__Exercise instructions__.
For the entries that follow, restate word for word the line containing "Each <instance> block", the line containing "26H41L43 30L58 31L57", and every line that lies between them.

__Data to process__.
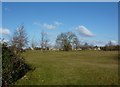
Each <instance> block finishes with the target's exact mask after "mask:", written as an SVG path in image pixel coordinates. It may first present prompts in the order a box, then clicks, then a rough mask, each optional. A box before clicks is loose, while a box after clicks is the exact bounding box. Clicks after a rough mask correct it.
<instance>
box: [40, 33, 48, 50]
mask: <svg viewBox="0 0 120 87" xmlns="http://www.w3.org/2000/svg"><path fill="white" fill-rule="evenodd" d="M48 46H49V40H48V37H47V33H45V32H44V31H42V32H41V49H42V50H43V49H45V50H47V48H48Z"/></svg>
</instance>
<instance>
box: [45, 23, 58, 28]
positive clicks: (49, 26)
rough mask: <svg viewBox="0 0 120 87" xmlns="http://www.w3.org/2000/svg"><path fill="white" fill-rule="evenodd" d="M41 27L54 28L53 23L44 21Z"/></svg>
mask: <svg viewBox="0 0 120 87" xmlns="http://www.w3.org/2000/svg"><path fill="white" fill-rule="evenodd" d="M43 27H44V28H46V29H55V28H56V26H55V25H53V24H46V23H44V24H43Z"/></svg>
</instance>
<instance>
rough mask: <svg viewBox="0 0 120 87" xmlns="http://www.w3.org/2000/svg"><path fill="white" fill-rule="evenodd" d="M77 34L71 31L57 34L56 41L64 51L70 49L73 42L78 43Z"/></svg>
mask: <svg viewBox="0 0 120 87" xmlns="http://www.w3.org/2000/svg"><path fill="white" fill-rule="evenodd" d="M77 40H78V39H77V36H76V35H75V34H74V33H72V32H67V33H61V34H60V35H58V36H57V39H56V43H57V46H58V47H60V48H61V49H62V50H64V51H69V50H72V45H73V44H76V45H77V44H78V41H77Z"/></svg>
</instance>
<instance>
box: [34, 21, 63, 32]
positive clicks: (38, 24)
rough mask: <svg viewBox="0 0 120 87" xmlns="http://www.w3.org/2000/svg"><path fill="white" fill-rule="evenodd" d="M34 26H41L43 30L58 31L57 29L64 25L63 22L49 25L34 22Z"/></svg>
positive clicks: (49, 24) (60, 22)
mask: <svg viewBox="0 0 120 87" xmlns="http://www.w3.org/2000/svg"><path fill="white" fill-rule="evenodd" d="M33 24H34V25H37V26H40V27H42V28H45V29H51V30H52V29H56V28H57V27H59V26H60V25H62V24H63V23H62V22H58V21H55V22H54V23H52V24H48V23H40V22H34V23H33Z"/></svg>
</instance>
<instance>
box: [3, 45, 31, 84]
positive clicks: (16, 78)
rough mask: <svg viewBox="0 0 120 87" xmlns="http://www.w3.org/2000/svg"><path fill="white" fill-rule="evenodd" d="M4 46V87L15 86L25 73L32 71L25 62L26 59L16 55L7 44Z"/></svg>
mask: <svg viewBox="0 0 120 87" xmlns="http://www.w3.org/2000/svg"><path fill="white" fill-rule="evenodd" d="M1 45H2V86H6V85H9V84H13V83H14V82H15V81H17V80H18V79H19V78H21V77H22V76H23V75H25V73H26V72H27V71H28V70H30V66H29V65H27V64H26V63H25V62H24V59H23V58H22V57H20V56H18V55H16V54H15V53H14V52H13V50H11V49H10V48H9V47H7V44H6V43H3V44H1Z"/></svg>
...
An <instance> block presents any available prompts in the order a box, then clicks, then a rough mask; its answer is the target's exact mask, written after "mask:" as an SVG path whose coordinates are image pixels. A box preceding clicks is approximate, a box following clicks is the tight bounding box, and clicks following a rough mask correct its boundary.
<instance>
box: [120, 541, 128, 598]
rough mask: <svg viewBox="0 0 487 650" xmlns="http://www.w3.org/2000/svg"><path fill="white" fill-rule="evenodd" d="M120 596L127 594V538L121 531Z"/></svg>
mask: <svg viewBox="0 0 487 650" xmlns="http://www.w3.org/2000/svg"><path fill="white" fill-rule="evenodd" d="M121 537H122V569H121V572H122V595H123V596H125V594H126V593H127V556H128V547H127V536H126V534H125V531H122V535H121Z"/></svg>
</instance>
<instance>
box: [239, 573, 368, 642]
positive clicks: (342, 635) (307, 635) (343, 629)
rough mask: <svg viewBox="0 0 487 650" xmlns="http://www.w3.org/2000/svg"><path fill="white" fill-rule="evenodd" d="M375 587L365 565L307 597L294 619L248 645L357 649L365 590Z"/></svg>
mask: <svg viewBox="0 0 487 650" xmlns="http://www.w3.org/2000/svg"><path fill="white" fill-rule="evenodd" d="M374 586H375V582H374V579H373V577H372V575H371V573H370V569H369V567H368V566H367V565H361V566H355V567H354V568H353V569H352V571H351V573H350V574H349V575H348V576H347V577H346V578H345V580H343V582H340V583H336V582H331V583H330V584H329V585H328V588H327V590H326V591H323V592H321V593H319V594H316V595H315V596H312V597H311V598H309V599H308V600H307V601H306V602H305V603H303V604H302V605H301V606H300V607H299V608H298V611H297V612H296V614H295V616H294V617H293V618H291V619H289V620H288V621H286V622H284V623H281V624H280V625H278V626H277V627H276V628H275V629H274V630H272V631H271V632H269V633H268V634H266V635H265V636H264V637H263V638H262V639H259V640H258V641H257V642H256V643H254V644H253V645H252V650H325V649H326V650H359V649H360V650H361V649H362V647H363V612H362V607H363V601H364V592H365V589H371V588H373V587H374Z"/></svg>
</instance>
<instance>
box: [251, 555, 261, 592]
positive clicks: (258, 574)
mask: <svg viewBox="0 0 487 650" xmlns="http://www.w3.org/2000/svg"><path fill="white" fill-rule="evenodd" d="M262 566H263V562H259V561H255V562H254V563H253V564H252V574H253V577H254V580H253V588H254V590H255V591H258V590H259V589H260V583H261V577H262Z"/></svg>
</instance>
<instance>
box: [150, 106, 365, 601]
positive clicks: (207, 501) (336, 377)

__Final answer__.
Each <instance> block finishes with the target's exact mask after "mask:", written as an SVG path in image pixel coordinates. It may first present prompts in the order a box, then clicks, then a rough mask, each optional. A box before clicks is loose, while a box after clicks is the exact bounding box. Clicks after a rough mask correct it.
<instance>
box: [40, 33, 48, 50]
mask: <svg viewBox="0 0 120 87" xmlns="http://www.w3.org/2000/svg"><path fill="white" fill-rule="evenodd" d="M48 46H49V40H48V37H47V33H45V32H44V31H42V32H41V49H42V50H43V49H45V50H47V48H48Z"/></svg>
</instance>
<instance>
box: [45, 23, 58, 28]
positive clicks: (49, 26)
rough mask: <svg viewBox="0 0 120 87" xmlns="http://www.w3.org/2000/svg"><path fill="white" fill-rule="evenodd" d="M41 27L54 28L53 23L44 21Z"/></svg>
mask: <svg viewBox="0 0 120 87" xmlns="http://www.w3.org/2000/svg"><path fill="white" fill-rule="evenodd" d="M43 27H44V28H46V29H55V28H56V26H55V25H53V24H46V23H44V24H43Z"/></svg>
</instance>
<instance>
rough mask: <svg viewBox="0 0 120 87" xmlns="http://www.w3.org/2000/svg"><path fill="white" fill-rule="evenodd" d="M77 34L71 31L57 34L56 41L64 51L70 49L73 42L78 43Z"/></svg>
mask: <svg viewBox="0 0 120 87" xmlns="http://www.w3.org/2000/svg"><path fill="white" fill-rule="evenodd" d="M77 40H78V39H77V36H76V35H75V34H74V33H72V32H67V33H61V34H60V35H58V36H57V39H56V43H57V46H58V47H60V48H61V49H62V50H64V51H69V50H72V45H73V44H76V45H77V44H78V41H77Z"/></svg>
</instance>
<instance>
box: [34, 21, 63, 32]
positive clicks: (38, 24)
rough mask: <svg viewBox="0 0 120 87" xmlns="http://www.w3.org/2000/svg"><path fill="white" fill-rule="evenodd" d="M34 26H41L43 30L58 31L57 29L64 25L63 22L49 25L34 22Z"/></svg>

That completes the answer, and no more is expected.